## Page text
····················

Hi Guys, you are doing very good job.. ;-) for the ones that wants something nice. 

Just first of all as this is my first post, but I have read many many reviews here, I have decided to extend my collection, even small one by this SUPBEAM X60, I think its very nice and powerful with lots of modern features. Is the SUPBEAM.FR the right way to order it? there is nice price with package including batteries for 259 EUR.
http://supbeam.fr/store/index.php?route=product/product&path=24&product_id=66

I am from Europe so this might be the best option.. or is there a coupon I could use here?

Cheers,
Martin


----------



## wertzius (Feb 4, 2014)

The shop is reliable!

The price is already discounted and there are no codes available.


----------



## bluemax_1 (Mar 13, 2014)

gopajti said:


> :thumbsup:



Do KeepPower 3400 batteries fit this light (wondering if they might be too long)?


Max


----------



## gopajti (Mar 16, 2014)

Hi Max,

You can use 3400mAh Keeppower batteries (pls check first post). Length same as Supbeam 2600 batteries.


----------



## gopajti (Mar 16, 2014)

second post updated, added new pics: X60 vs Fenix PD35, Armytek Viking v2.5, Skilhunt K26, Spark SL6S-740NW, Foursevens Maelstrom Regen + MMX with burst mode, Microfire TL2 T6 and L500R V3 NW, Jetbeam DDR30, Thrunite TN35 and Fenix RC40


----------



## Oztorchfreak (Mar 16, 2014)

*Hey gopajti* 



Great output from that Supbeam.

What is the quality control like?

Some owners have said the magnetic charger connection easily falls off as it does not have much magnetic attraction to the charging port, what have you found?

I really like my Fenix TK75 and that weight is enough for an easy carry, so how do you find the extra weight of that beast on a reasonable walk.

My Fenix TK75 and my Thrunite TN30, TN31, TN31mb and the DEFT version are all a piece of cake to carry and the user interface buttons are terrrific, how do you find controlling the X60 light to be?

I rarely use the rear button except to isolate the batteries after I am finished using the light.

After passing the size and weight of the TK75 and TN31 size lights they all seem a bit big and too heavy from my experience with the Fenix TK70 and Olight SR95 series of bigger lights.

I am thinking of buying the Vinh modded version of this light he names the X60VN which is a real beast after the mods are done.



*CHEERS*


----------



## bluemax_1 (Mar 16, 2014)

gopajti said:


> Hi Max,
> 
> You can use 3400mAh Keeppower batteries (pls check first post). Length same as Supbeam 2600 batteries.



Thanks. Looks like a decent alternative to the RC40.


Max


----------



## gopajti (Mar 16, 2014)

Hey Oztorchfreak


This is little difficult to me in english, but I try, I hope you understand all.

····················

## Extracted information
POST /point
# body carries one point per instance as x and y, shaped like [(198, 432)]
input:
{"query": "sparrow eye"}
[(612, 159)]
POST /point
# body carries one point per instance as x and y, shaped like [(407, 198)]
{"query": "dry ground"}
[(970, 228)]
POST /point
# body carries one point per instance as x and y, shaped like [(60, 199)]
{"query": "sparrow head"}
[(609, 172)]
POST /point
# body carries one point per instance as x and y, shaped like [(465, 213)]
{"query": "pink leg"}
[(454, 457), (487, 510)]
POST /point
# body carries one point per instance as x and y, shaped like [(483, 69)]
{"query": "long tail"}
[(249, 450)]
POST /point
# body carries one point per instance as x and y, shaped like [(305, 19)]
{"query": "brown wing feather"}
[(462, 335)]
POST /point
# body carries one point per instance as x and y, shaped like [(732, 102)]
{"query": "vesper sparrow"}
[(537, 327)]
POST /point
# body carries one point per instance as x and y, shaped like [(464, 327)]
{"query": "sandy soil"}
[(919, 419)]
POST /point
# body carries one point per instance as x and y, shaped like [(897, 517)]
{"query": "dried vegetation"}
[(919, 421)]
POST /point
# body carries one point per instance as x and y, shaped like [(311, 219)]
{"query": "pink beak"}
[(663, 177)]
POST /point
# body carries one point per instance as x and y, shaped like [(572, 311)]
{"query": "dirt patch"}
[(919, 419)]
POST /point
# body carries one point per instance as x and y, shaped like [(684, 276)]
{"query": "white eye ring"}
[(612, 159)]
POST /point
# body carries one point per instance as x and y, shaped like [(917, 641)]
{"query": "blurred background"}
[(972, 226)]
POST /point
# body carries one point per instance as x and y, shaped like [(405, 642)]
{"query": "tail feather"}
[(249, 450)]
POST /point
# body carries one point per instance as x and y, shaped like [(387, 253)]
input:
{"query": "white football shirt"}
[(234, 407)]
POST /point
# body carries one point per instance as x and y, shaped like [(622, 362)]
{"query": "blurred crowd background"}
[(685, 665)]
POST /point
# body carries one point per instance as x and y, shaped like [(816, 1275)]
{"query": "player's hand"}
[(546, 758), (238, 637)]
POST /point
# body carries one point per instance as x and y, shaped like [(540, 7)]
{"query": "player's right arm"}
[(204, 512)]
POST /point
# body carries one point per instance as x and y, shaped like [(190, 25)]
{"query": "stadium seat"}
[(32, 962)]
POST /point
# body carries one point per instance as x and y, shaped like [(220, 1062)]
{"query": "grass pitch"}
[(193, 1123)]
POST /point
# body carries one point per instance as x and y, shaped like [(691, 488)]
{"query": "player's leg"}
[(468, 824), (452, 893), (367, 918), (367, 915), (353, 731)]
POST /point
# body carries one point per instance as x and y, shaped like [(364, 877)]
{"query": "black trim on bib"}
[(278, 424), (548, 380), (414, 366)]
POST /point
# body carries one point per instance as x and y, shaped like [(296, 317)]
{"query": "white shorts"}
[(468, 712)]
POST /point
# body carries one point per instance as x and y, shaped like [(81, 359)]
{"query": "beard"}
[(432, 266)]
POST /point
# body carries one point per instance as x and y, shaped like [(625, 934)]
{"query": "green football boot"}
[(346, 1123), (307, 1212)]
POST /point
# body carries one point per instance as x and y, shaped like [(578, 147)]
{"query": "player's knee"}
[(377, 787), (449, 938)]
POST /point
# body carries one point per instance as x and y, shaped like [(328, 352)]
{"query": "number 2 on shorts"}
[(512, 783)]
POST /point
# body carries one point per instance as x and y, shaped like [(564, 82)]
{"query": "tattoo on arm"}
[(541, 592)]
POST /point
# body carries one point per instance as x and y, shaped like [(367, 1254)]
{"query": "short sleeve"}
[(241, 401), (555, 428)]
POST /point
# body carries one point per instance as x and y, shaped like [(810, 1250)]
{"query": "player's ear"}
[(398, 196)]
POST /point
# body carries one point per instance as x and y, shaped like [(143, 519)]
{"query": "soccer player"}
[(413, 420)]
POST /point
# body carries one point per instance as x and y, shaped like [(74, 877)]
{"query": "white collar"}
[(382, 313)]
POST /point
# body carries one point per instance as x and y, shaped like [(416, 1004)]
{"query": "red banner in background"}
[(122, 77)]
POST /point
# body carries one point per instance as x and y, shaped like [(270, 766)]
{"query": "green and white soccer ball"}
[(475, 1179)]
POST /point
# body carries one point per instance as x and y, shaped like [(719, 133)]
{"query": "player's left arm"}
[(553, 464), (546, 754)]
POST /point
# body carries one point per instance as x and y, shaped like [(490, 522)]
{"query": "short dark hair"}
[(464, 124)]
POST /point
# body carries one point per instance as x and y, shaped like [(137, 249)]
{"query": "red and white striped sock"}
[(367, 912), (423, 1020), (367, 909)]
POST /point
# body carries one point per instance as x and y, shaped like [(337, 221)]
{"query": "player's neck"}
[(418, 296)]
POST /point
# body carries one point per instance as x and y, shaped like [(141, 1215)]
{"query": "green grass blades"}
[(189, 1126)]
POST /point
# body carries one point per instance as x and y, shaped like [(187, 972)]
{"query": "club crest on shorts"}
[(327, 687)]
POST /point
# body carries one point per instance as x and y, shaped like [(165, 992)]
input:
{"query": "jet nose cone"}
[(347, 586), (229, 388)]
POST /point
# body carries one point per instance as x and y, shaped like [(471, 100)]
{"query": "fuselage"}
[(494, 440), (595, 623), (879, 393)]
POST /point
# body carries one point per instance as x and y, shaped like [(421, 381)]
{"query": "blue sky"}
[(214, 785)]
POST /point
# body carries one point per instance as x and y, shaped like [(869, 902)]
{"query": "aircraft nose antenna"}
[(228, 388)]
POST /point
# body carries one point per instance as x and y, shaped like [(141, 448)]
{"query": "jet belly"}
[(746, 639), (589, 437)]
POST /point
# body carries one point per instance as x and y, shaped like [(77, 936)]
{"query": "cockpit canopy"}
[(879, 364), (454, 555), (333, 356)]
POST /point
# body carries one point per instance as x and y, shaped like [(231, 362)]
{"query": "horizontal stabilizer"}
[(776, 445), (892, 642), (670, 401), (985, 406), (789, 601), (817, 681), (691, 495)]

····················

## Tasks to carry out
1. Please list each Fenix flashlight model named in the forum thread, giving every model only once.
2. From the forum thread, extract the passage that opens with the words containing "What is the" and closes with "a reasonable walk.", copying it word for word.

## Completed exercise
1.
- Fenix PD35
- Fenix RC40
- Fenix TK75
- Fenix TK70

2.
What is the quality control like?

Some owners have said the magnetic charger connection easily falls off as it does not have much magnetic attraction to the charging port, what have you found?

I really like my Fenix TK75 and that weight is enough for an easy carry, so how do you find the extra weight of that beast on a reasonable walk.